### GOAL
Turn the listing below into a numbered list with one line per entry, skipping any blank lines. Don't include the pictures in your answer.

-*-*-

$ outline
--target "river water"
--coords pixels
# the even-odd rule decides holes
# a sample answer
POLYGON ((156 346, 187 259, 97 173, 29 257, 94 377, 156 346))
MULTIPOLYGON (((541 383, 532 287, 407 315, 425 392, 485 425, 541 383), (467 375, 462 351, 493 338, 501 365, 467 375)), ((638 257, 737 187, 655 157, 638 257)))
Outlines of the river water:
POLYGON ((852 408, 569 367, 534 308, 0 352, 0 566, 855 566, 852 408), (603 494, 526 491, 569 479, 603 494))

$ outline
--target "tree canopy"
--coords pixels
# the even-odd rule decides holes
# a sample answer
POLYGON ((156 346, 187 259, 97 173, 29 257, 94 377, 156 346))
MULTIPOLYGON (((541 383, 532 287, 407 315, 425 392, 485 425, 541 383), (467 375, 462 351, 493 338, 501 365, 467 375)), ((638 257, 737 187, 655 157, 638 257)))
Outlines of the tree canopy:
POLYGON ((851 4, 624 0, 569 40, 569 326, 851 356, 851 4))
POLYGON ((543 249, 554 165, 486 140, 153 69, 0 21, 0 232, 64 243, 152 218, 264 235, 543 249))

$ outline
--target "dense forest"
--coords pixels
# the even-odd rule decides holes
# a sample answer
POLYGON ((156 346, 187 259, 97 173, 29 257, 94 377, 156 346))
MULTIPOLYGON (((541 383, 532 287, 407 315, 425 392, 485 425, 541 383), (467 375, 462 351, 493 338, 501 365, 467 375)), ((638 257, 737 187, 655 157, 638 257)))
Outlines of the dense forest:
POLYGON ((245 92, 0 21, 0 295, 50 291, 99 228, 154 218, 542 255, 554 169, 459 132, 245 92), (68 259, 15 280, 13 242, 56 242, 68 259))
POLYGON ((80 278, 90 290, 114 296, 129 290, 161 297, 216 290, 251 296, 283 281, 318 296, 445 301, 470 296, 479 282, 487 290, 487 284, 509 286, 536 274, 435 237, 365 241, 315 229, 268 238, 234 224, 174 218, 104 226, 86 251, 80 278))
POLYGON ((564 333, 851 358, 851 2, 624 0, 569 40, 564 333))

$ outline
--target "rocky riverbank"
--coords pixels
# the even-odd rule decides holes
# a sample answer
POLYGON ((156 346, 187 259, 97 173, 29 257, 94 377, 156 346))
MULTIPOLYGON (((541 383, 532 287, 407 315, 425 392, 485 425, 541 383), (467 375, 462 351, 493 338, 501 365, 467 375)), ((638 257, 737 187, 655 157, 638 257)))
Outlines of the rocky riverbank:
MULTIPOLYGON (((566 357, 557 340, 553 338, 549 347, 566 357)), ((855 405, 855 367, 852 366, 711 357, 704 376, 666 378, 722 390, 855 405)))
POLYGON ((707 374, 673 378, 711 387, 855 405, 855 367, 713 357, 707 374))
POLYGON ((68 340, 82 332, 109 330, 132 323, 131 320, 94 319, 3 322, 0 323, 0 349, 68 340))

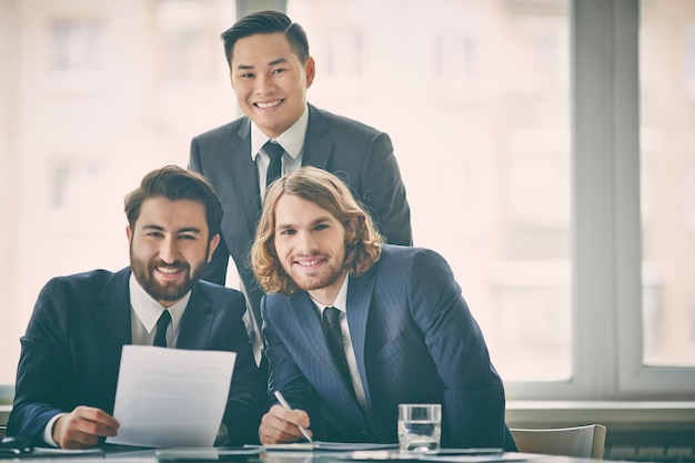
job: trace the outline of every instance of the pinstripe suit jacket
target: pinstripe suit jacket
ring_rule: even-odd
[[[270,392],[305,410],[316,439],[397,442],[399,403],[441,403],[443,446],[515,449],[502,381],[461,288],[435,252],[385,244],[367,273],[350,276],[348,324],[366,413],[342,382],[305,292],[266,294],[261,311]]]

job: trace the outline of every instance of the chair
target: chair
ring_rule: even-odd
[[[516,441],[516,447],[522,453],[603,460],[606,427],[601,424],[544,430],[512,429],[511,431]]]

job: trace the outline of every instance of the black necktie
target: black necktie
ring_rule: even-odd
[[[265,154],[270,158],[270,164],[268,164],[268,173],[265,175],[265,188],[268,188],[282,172],[282,153],[284,153],[284,149],[280,143],[268,140],[263,145],[263,151],[265,151]]]
[[[163,311],[157,321],[157,334],[154,334],[154,344],[159,348],[167,346],[167,328],[171,322],[171,314],[168,310]]]
[[[350,369],[348,368],[348,360],[345,359],[345,348],[343,346],[343,333],[340,330],[340,311],[335,308],[325,308],[323,311],[323,320],[321,320],[321,328],[323,328],[323,334],[329,342],[329,349],[331,350],[333,360],[335,360],[338,370],[343,375],[348,389],[353,391],[352,378],[350,376]]]

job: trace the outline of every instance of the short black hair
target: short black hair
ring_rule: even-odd
[[[144,175],[140,187],[125,197],[125,217],[128,217],[131,230],[135,229],[142,203],[150,198],[165,198],[171,201],[191,200],[202,203],[205,207],[208,241],[220,233],[222,204],[212,183],[200,173],[179,165],[164,165]]]
[[[268,10],[246,14],[236,21],[234,26],[222,32],[224,57],[230,69],[232,68],[232,50],[239,39],[258,33],[275,32],[285,34],[292,51],[294,51],[302,64],[305,63],[309,59],[309,39],[306,39],[304,29],[296,22],[292,22],[286,14],[280,11]]]

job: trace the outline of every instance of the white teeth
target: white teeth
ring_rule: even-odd
[[[276,100],[276,101],[273,101],[272,103],[255,103],[255,105],[261,109],[268,109],[268,108],[276,107],[280,103],[282,103],[282,100]]]
[[[302,266],[312,266],[312,265],[318,264],[319,262],[321,261],[309,261],[309,262],[298,262],[298,263]]]

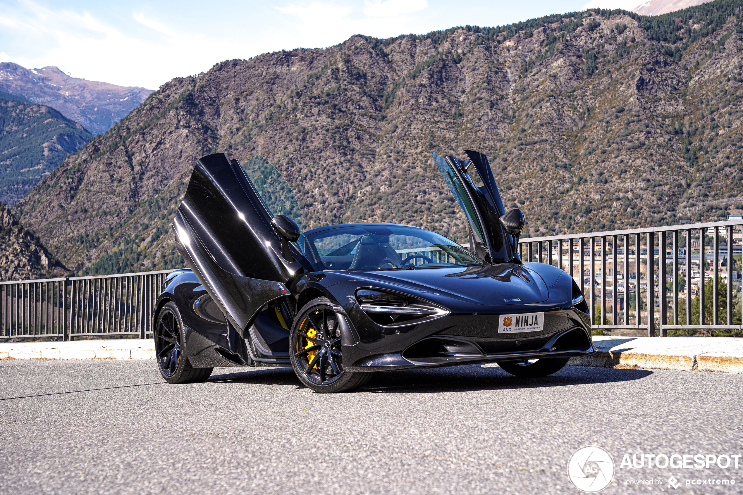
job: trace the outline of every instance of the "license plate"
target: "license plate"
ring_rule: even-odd
[[[522,313],[520,315],[501,315],[498,323],[498,333],[519,333],[521,332],[541,332],[545,327],[545,313]]]

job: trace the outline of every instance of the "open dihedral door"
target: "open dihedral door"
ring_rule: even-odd
[[[296,261],[282,256],[248,171],[222,153],[201,158],[173,220],[178,252],[243,338],[262,308],[290,294],[307,263],[296,246]]]
[[[492,263],[521,263],[513,250],[513,237],[499,219],[505,214],[496,178],[487,157],[465,150],[470,160],[442,157],[433,151],[434,162],[444,182],[464,213],[470,228],[470,250]]]

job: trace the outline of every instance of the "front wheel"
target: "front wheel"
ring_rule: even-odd
[[[503,371],[521,378],[537,378],[556,373],[568,364],[570,358],[542,358],[531,362],[528,360],[498,363]]]
[[[186,334],[181,312],[175,303],[166,303],[158,315],[158,324],[152,332],[158,369],[169,383],[204,381],[213,368],[195,368],[188,361]]]
[[[289,335],[291,366],[302,384],[316,392],[349,392],[363,386],[372,373],[343,369],[340,328],[333,304],[317,298],[305,304]]]

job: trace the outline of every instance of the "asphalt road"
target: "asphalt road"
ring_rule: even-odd
[[[738,470],[620,462],[743,453],[742,385],[740,375],[575,367],[527,380],[470,365],[380,373],[333,395],[291,370],[220,368],[171,385],[152,361],[1,361],[0,493],[577,493],[568,459],[589,444],[616,463],[602,494],[739,493],[743,459]],[[684,486],[702,474],[739,483]],[[663,484],[626,485],[653,477]]]

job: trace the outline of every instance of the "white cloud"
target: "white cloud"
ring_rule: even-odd
[[[76,77],[156,89],[237,56],[234,45],[220,37],[179,32],[142,13],[114,25],[90,12],[49,9],[27,0],[22,6],[0,11],[4,35],[19,45],[16,53],[4,46],[0,62],[27,68],[55,65]]]
[[[351,7],[322,1],[291,4],[287,7],[276,7],[282,14],[296,16],[302,24],[315,27],[340,22],[351,13]]]
[[[591,0],[583,9],[624,9],[632,10],[644,0]]]
[[[153,29],[162,34],[166,34],[169,36],[173,35],[173,31],[169,27],[166,27],[160,21],[157,21],[154,19],[150,19],[147,17],[146,16],[144,15],[144,13],[141,12],[135,12],[132,15],[132,16],[134,18],[135,21],[139,22],[143,26],[149,27],[150,29]]]
[[[427,7],[427,0],[364,0],[364,15],[369,17],[395,17]]]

-*-*-

### EXPECTED ANSWER
1. $ outline
2. --target "river water"
3. --coords pixels
4. # the even-odd rule decides holes
5. # a sample answer
6. POLYGON ((156 346, 187 259, 97 173, 29 257, 94 377, 156 346))
7. MULTIPOLYGON (((541 383, 532 287, 407 315, 425 392, 485 425, 541 383), (467 375, 462 351, 493 338, 501 365, 467 375)), ((638 257, 737 187, 655 157, 638 257)))
8. Outlines of the river water:
9. POLYGON ((852 408, 569 367, 534 308, 0 352, 0 566, 855 566, 852 408), (603 494, 526 491, 569 479, 603 494))
10. $ outline
11. --target "tree canopy"
12. --coords pixels
13. # the even-odd rule decides holes
14. # a sample answer
15. POLYGON ((156 346, 187 259, 97 173, 29 257, 94 377, 156 346))
16. MULTIPOLYGON (((541 383, 532 287, 407 315, 425 392, 485 425, 541 383), (467 375, 462 351, 493 338, 501 365, 467 375)), ((638 257, 737 187, 655 157, 638 257)))
17. Outlines of the tree canopy:
18. POLYGON ((851 4, 624 0, 569 40, 569 326, 851 356, 851 4))
19. POLYGON ((543 249, 554 165, 486 140, 153 69, 0 21, 0 232, 64 243, 152 218, 264 235, 543 249))
20. $ outline
21. --target "dense forest"
22. --coords pixels
23. # the even-odd rule decides holes
24. # a sample answer
25. POLYGON ((156 346, 187 259, 97 173, 29 257, 94 377, 156 346))
26. MULTIPOLYGON (((541 383, 532 287, 407 315, 425 392, 485 425, 541 383), (467 375, 462 351, 493 338, 501 365, 467 375)), ((638 257, 737 187, 655 157, 638 257)))
27. Outlines of the dense forest:
28. POLYGON ((245 92, 0 21, 0 295, 50 291, 99 228, 154 218, 542 255, 554 169, 459 132, 245 92), (68 259, 15 280, 13 242, 56 242, 68 259))
29. POLYGON ((80 278, 90 290, 114 296, 129 290, 161 297, 216 290, 251 296, 283 281, 318 296, 445 301, 470 296, 479 282, 487 290, 487 284, 509 286, 536 274, 435 237, 365 241, 315 229, 268 238, 234 224, 174 218, 104 226, 86 251, 80 278))
30. POLYGON ((564 333, 851 358, 851 2, 624 0, 569 40, 564 333))
31. $ outline
32. --target "rocky riverbank"
33. --coords pixels
34. # the even-odd rule decides holes
35. # a sample answer
36. POLYGON ((156 346, 187 259, 97 173, 29 257, 94 377, 156 346))
37. MULTIPOLYGON (((541 383, 532 287, 407 315, 425 392, 485 425, 541 383), (467 375, 462 351, 493 338, 501 365, 467 375)), ((638 257, 737 187, 655 157, 638 257)))
38. Outlines of the rocky riverbank:
39. MULTIPOLYGON (((566 357, 557 340, 553 338, 549 347, 566 357)), ((855 405, 855 367, 852 366, 711 357, 704 376, 666 378, 722 390, 855 405)))
40. POLYGON ((707 374, 673 378, 711 387, 855 405, 855 367, 713 357, 707 374))
41. POLYGON ((68 340, 82 332, 109 330, 132 323, 131 320, 94 319, 3 322, 0 323, 0 349, 68 340))
42. job: trace the outline of every instance of the pinstripe suit jacket
43. target: pinstripe suit jacket
44. ring_rule: even-odd
45. [[[270,392],[305,410],[316,439],[397,442],[399,403],[441,403],[443,446],[515,449],[502,381],[461,288],[435,252],[385,244],[367,273],[350,276],[348,324],[366,413],[342,382],[305,292],[266,294],[261,311]]]
46. job: trace the outline of every instance of the chair
47. target: chair
48. ring_rule: even-odd
49. [[[516,441],[516,447],[522,453],[603,460],[606,427],[601,424],[544,430],[512,429],[511,431]]]
50. job: trace the outline of every instance of the black necktie
51. target: black necktie
52. ring_rule: even-odd
53. [[[265,154],[270,158],[270,164],[268,164],[268,173],[265,175],[265,188],[268,188],[282,172],[282,153],[284,153],[284,149],[280,143],[268,140],[263,145],[263,151],[265,151]]]
54. [[[163,311],[157,321],[157,334],[154,334],[154,344],[159,348],[167,346],[167,328],[171,322],[171,314],[168,310]]]
55. [[[350,369],[348,368],[348,360],[345,359],[345,348],[343,346],[343,333],[340,330],[340,311],[335,308],[325,308],[323,311],[323,320],[321,320],[321,328],[323,328],[323,334],[329,342],[329,349],[331,350],[333,360],[335,360],[338,370],[343,375],[348,389],[353,391],[352,378],[350,376]]]
56. job: trace the outline of every instance of the short black hair
57. target: short black hair
58. ring_rule: even-odd
59. [[[144,175],[140,187],[125,197],[125,217],[128,217],[131,230],[135,229],[142,203],[150,198],[165,198],[171,201],[191,200],[202,203],[205,207],[208,241],[220,233],[222,204],[212,183],[200,173],[179,165],[164,165]]]
60. [[[268,10],[246,14],[236,21],[234,26],[222,32],[224,57],[230,69],[232,68],[232,50],[239,39],[258,33],[275,32],[285,34],[292,51],[294,51],[302,64],[305,63],[309,59],[309,39],[306,39],[304,29],[296,22],[292,22],[286,14],[280,11]]]
61. job: trace the outline of every instance of the white teeth
62. target: white teeth
63. ring_rule: even-odd
64. [[[276,100],[276,101],[273,101],[272,103],[255,103],[255,105],[261,109],[268,109],[268,108],[276,107],[280,103],[282,103],[282,100]]]
65. [[[302,266],[312,266],[312,265],[318,264],[319,262],[321,261],[309,261],[309,262],[298,262],[298,263]]]
66. job: trace the outline of every instance of the "license plate"
67. target: "license plate"
68. ring_rule: even-odd
69. [[[522,313],[520,315],[501,315],[498,323],[498,333],[519,333],[521,332],[541,332],[545,327],[545,313]]]
70. job: trace the outline of every instance of the "open dihedral door"
71. target: "open dihedral door"
72. ring_rule: even-odd
73. [[[296,261],[282,256],[248,171],[222,153],[201,158],[173,220],[178,252],[243,338],[262,308],[290,294],[307,263],[296,246]]]
74. [[[492,263],[521,263],[513,250],[513,237],[499,219],[505,214],[496,178],[487,157],[465,150],[470,160],[442,157],[433,151],[434,162],[444,182],[464,213],[470,228],[470,250]]]
75. job: trace the outline of every instance of the "front wheel"
76. target: "front wheel"
77. ring_rule: even-odd
78. [[[503,371],[521,378],[537,378],[556,373],[568,364],[570,358],[542,358],[531,362],[528,360],[498,363]]]
79. [[[186,334],[181,312],[175,303],[166,303],[158,315],[158,324],[152,332],[158,369],[169,383],[204,381],[213,368],[195,368],[188,361]]]
80. [[[289,335],[291,366],[302,384],[316,392],[349,392],[363,386],[372,373],[343,369],[340,328],[333,304],[317,298],[305,304]]]
81. job: trace the outline of every instance of the "asphalt road"
82. target: "asphalt road"
83. ring_rule: even-odd
84. [[[738,470],[620,462],[743,453],[742,385],[740,375],[575,367],[527,380],[470,365],[380,373],[333,395],[291,370],[220,368],[171,385],[152,361],[1,361],[0,493],[577,493],[568,459],[589,444],[616,463],[602,494],[739,493],[743,459]],[[684,486],[702,474],[739,483]],[[663,484],[626,485],[653,477]]]
85. job: trace the outline of every instance of the "white cloud"
86. target: "white cloud"
87. ring_rule: even-odd
88. [[[76,77],[156,89],[237,56],[234,45],[220,37],[179,32],[142,13],[114,25],[90,12],[49,9],[27,0],[22,6],[0,11],[4,35],[19,45],[16,53],[4,46],[0,62],[27,68],[55,65]]]
89. [[[351,7],[322,1],[291,4],[287,7],[276,7],[282,14],[296,16],[302,24],[315,27],[340,22],[351,13]]]
90. [[[591,0],[583,9],[624,9],[632,10],[644,0]]]
91. [[[153,29],[162,34],[166,34],[169,36],[173,35],[173,31],[169,27],[166,27],[160,21],[157,21],[154,19],[150,19],[147,17],[146,16],[144,15],[144,13],[141,12],[135,12],[132,15],[132,16],[134,18],[135,21],[139,22],[143,26],[149,27],[150,29]]]
92. [[[427,7],[427,0],[364,0],[364,15],[369,17],[395,17]]]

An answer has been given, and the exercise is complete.